Listing »
※ ※ ※

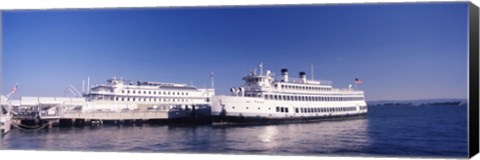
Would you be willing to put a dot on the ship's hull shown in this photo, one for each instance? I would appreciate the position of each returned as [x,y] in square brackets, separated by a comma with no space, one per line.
[5,126]
[233,109]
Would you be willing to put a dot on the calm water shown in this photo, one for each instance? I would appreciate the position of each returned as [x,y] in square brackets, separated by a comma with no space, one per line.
[433,131]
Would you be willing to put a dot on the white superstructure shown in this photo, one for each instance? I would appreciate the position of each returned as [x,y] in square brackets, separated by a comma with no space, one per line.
[5,115]
[262,97]
[119,94]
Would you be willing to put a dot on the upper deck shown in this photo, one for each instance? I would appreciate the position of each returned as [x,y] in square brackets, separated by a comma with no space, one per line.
[267,83]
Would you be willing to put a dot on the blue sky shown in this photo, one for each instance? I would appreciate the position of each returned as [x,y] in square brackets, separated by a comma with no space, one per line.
[400,51]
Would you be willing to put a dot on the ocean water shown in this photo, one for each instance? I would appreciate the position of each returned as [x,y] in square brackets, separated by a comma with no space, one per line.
[426,131]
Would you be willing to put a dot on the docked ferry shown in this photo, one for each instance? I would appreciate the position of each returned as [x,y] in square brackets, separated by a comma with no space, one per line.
[5,115]
[119,95]
[262,98]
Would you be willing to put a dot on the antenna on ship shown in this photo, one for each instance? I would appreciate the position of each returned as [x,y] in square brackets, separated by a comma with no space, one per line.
[83,86]
[260,66]
[211,79]
[88,84]
[311,70]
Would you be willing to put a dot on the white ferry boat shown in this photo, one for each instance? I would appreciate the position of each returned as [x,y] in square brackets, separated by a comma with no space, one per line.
[122,95]
[262,98]
[5,115]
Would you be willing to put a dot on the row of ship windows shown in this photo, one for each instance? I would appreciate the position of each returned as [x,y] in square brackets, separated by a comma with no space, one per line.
[155,92]
[314,110]
[306,98]
[306,88]
[128,99]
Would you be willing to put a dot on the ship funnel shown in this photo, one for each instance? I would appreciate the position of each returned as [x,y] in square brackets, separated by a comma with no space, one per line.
[303,76]
[284,75]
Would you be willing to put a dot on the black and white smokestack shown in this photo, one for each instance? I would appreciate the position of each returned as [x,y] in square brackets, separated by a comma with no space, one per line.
[303,76]
[284,75]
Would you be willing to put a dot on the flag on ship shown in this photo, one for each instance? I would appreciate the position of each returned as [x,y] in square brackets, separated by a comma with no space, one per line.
[14,89]
[358,81]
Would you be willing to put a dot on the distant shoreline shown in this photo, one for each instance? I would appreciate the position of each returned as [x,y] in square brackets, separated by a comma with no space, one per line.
[449,103]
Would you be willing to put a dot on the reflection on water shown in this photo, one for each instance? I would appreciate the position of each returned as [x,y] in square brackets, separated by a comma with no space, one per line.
[320,137]
[415,131]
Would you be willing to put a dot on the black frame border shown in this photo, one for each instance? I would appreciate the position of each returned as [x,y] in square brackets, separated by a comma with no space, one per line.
[473,101]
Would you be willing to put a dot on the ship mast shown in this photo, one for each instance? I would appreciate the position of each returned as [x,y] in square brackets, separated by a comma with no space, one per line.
[311,70]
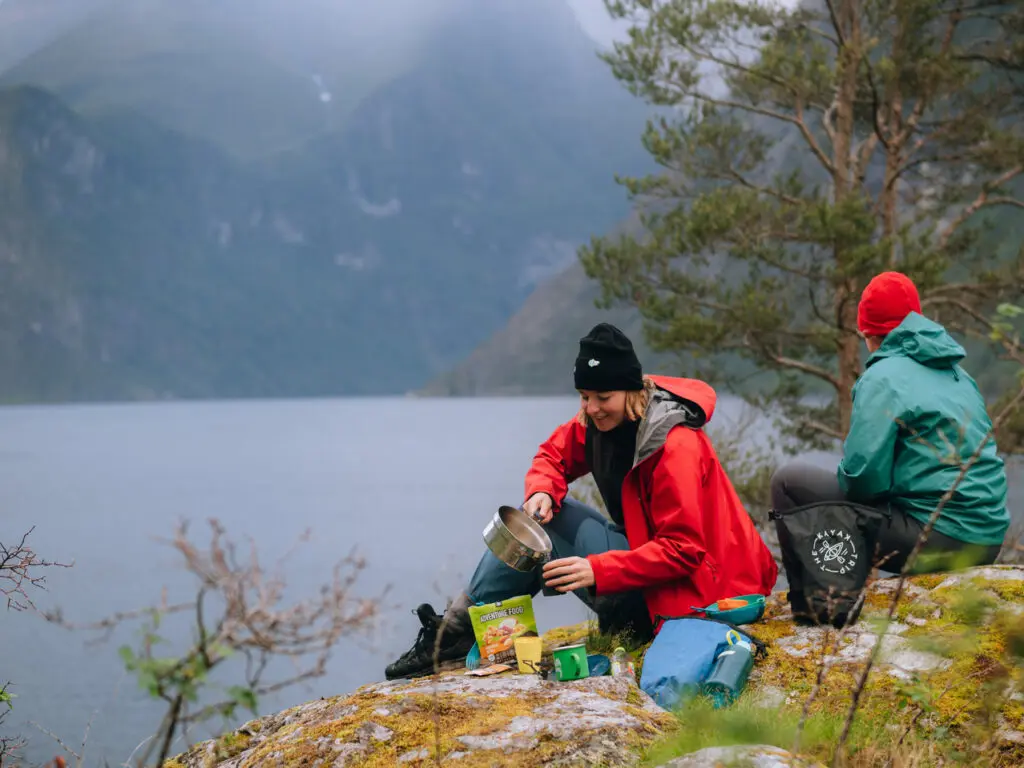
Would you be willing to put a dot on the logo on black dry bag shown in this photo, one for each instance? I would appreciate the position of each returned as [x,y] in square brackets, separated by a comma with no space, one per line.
[834,551]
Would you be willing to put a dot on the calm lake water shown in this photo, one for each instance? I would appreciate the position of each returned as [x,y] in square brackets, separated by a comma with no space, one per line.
[410,482]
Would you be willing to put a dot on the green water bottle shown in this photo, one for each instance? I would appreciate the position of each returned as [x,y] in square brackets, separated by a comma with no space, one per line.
[728,674]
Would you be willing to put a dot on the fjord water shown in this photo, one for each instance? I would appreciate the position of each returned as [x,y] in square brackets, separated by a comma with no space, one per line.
[409,482]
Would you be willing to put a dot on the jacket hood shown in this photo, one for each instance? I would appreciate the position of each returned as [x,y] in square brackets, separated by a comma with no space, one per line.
[923,341]
[675,401]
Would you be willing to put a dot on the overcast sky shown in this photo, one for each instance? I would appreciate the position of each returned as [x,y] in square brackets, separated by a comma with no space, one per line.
[595,20]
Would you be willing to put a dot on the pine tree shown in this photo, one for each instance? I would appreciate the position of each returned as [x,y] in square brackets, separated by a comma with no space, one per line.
[804,151]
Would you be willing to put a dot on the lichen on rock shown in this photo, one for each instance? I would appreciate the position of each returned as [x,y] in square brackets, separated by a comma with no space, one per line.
[499,721]
[943,660]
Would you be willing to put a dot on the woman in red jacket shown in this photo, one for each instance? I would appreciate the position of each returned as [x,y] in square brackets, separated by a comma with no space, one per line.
[677,536]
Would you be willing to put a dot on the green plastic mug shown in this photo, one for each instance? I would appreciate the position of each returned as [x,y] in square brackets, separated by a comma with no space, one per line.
[571,663]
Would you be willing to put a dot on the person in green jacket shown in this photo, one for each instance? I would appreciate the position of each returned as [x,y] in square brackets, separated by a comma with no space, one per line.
[918,419]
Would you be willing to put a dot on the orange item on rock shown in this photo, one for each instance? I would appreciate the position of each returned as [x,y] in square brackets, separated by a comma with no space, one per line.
[730,603]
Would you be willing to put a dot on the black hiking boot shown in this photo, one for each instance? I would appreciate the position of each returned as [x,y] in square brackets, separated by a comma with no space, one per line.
[457,641]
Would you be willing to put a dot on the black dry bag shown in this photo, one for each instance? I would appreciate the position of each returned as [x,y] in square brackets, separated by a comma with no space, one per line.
[832,548]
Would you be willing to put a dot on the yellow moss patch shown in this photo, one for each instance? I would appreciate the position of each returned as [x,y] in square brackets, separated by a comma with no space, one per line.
[420,721]
[929,581]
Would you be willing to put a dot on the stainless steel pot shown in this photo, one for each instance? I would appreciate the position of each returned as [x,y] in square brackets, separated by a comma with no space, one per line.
[517,540]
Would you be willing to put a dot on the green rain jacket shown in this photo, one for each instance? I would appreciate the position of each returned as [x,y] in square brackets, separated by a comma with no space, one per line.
[918,418]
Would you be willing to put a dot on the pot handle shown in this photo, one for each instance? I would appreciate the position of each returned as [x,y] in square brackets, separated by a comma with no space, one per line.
[535,515]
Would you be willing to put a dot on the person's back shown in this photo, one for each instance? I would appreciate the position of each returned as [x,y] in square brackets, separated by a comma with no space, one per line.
[918,419]
[915,406]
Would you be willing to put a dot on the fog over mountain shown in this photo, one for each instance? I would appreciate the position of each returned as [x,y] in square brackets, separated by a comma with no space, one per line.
[232,198]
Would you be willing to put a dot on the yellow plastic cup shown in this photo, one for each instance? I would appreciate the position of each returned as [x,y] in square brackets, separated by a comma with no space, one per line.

※ ※ ※

Direction »
Rewrite all of the data above as a numbered list with one line per item, skipping any blank lines. Leave the pictures out.

Task solution »
1. Would you be willing to put a dot on the ship's hull shown in this photo, one for each instance? I would appreciate the position of each returned as [x,y] in square brackets, separated by a comma with no space, one per line.
2. [5,126]
3. [233,109]
4. Would you be willing to put a dot on the calm water shown in this photo, one for each instance? I would appreciate the position of each returned as [x,y] in square brackets, separated by a comma with no space, one per line.
5. [433,131]
6. Would you be willing to put a dot on the white superstructure shown in this photo, one for each instance? I would appreciate the position of each returned as [x,y] in square brackets, separated by a comma with no space, one per line.
7. [5,115]
8. [262,97]
9. [119,94]
10. Would you be willing to put a dot on the upper deck shown in this photo, one for each instance? I would appreciate the position of each returned as [x,y] in square brackets, separated by a comma with no space, one per line.
11. [267,83]
12. Would you be willing to put a dot on the blue sky shown in this photo, one for each instance? I would appreciate the position of each returned as [x,y] in square brackets, separated by a comma with no space, one per line.
13. [400,51]
14. Would you be willing to put a dot on the ocean water shown in this photo, one for each instance? I would appreciate the position of each returned as [x,y] in square brackets, separated by a comma with no space, one per line.
15. [426,131]
16. Would you be willing to put a dot on the docked ferry shown in this photo, one for each instance? I would appreciate the position of each returned as [x,y] in square brackets, separated by a comma with no space, one per line.
17. [5,115]
18. [119,95]
19. [262,98]
20. Would you be willing to put a dot on the antenna on ship shown in this photo, one for each instance? I would appreciate the position of each returned as [x,y] in square brackets, separated by a comma with no space, one per line.
21. [83,86]
22. [260,66]
23. [211,79]
24. [88,84]
25. [311,70]
26. Would you be willing to put a dot on the white ferry boat shown in this photo, one for each instance? I would appreciate the position of each returned as [x,y] in square brackets, separated by a comma with no space, one per line.
27. [122,95]
28. [262,98]
29. [5,115]
30. Would you be willing to put a dot on the row of ship windows shown in this photo, one for each instance? I would appreciate the position of each returned as [x,y] in square brackets, separated by a comma with no space, one per line.
31. [155,92]
32. [314,110]
33. [306,98]
34. [306,88]
35. [128,99]
36. Would you be willing to put a dot on the ship funnel shown in this photo, one for each instance? I would appreciate the position of each returned as [x,y] in square brackets, separated by a comma with no space, one per line.
37. [303,76]
38. [284,75]
39. Would you be willing to put a dot on the black and white smokestack shown in this photo, one for each instance? I would appreciate the position of each returned as [x,y] in square brackets, separated by a comma with no space, one per line.
40. [303,76]
41. [284,75]
42. Would you be willing to put a dot on the flag on ship shown in this photo, one for each instance? I would appreciate the position of each returned as [x,y] in square brackets, separated by a comma with no space, one per line.
43. [14,89]
44. [358,81]
45. Would you be willing to put a dot on the distant shoreline shown in this photo, one for each instance? I would appreciate the position of each returned as [x,y] in square brackets, separated by a comma with no space, one per line.
46. [449,103]
47. Would you be willing to put a dot on the reflection on water shown in this photo, one for each instance? I would appreciate the position of each returned as [x,y] in square brackets, separated by a comma with no space, one per line.
48. [320,137]
49. [415,131]
50. Would you be willing to put a dot on the black frame border shown in this photo, one for each instance? I would appreciate the position of each returned as [x,y] in square brackets, separated by a comma with no space, one per line.
51. [473,101]
52. Would you be willing to put a dot on the ship mast shown in this photo, one for each instance? I would appreciate the position of each returned as [x,y] in square brackets, separated by a comma with no space, one per line.
53. [311,70]
54. Would you be willing to put a dot on the logo on black dry bag shown in this photo, one for each instance? I would appreciate the position of each returned as [x,y] in square brackets, separated by a comma with no space, one per line.
55. [834,551]
56. Would you be willing to put a dot on the calm lake water shown in this photo, one for each instance? I would appreciate the position of each returned as [x,y] in square brackets, separated by a comma with no space, one per line.
57. [410,482]
58. Would you be willing to put a dot on the green water bottle shown in this photo, one for each instance? I would appreciate the position of each returned as [x,y] in square brackets, separated by a comma with no space, one per line.
59. [728,674]
60. Would you be willing to put a dot on the fjord water shown in this photo, one for each instance? I would appreciate the position of each returned as [x,y] in square brackets, separated by a comma with no space, one per line.
61. [409,482]
62. Would you be willing to put a dot on the jacket hood shown in this photo, one for each instance? I would appreciate the position of each returned as [x,y] in square brackets, separated by a comma with no space, one per line.
63. [923,341]
64. [675,401]
65. Would you be willing to put a dot on the overcast sky shown in this photo, one for each instance? I would appreciate the position of each returned as [x,y] in square brackets, separated by a comma with no space, one per line.
66. [595,20]
67. Would you be willing to put a dot on the pine tree shown in this photo, one for each instance? I would appreciate the position of each returned as [x,y] in square brackets, separated by a comma with no space, one per line.
68. [804,151]
69. Would you be willing to put a dot on the lichen on rock shown in this photo, one for each instance? I would appreciate the position of each returned as [x,y] in square brackets, separated by a comma with no space, one per line.
70. [499,721]
71. [943,660]
72. Would you be willing to put a dot on the woman in red jacket shown in this photo, one for each instance? I would appreciate the position of each returned as [x,y] in square brackets, separated by a comma with no space, one per line.
73. [677,536]
74. Would you be willing to put a dot on the green plastic mug shown in this photo, one for each instance? I would appreciate the position of each returned as [x,y] in square brackets, separated by a comma with no space, one per line.
75. [571,663]
76. Would you be willing to put a dot on the person in green jacket shown in this photo, one for each instance? I would appreciate the position of each returned as [x,y] in square brackets, separated by a comma with no space, one per line.
77. [918,419]
78. Would you be willing to put a dot on the orange item on rock shown in this photo, one for each instance? I would appreciate the position of each returned as [x,y] in square brackets, separated by a comma with no space, one per line.
79. [730,603]
80. Would you be willing to put a dot on the black hiking boot shown in this photo, one for each instance? I would appreciate the position of each returned as [x,y] in square brackets, separated by a comma with no space, one per line.
81. [457,641]
82. Would you be willing to put a dot on the black dry bag shown in this photo, one for each instance? I would appreciate the position of each returned as [x,y] in square brackets, separated by a comma with no space, one per line.
83. [832,548]
84. Would you be willing to put a dot on the yellow moss patch shown in this photo, one for each instance? I would appreciate the position of each returned as [x,y] in square brackets, separated by a comma with no space, one per line.
85. [420,721]
86. [929,581]
87. Would you be willing to put a dot on the stainless steel pot shown in this photo, one for each instance? I would appreciate the position of each returned as [x,y] in square brackets, separated by a comma with no space, one per line.
88. [517,540]
89. Would you be willing to put a dot on the green rain jacket shown in this photo, one for each instance? I would appreciate the position of each returned as [x,y] in square brackets, separated by a comma with no space, one per line.
90. [918,418]
91. Would you be willing to put a dot on the pot handle shown in this photo, one for each instance? I would appreciate the position of each returned as [x,y] in square brackets, separated by a comma with no space, one per line.
92. [535,515]
93. Would you be willing to put a dot on the person's back shown in this photo, one for each instance? I would appreciate the position of each returned as [x,y] in square brackets, separated by a comma with no space, one per line.
94. [918,419]
95. [915,406]
96. Would you be willing to put a dot on the fog over mountain shown in this photo, one for each instance? I would appreciate the position of each returned as [x,y] in square brackets, separated by a comma with no space, one per line.
97. [232,198]
98. Would you be willing to put a dot on the yellow plastic cup shown in this photo, one for each instance? I would appreciate the position of each returned as [x,y] in square brackets, separated by a comma with no space, one per line.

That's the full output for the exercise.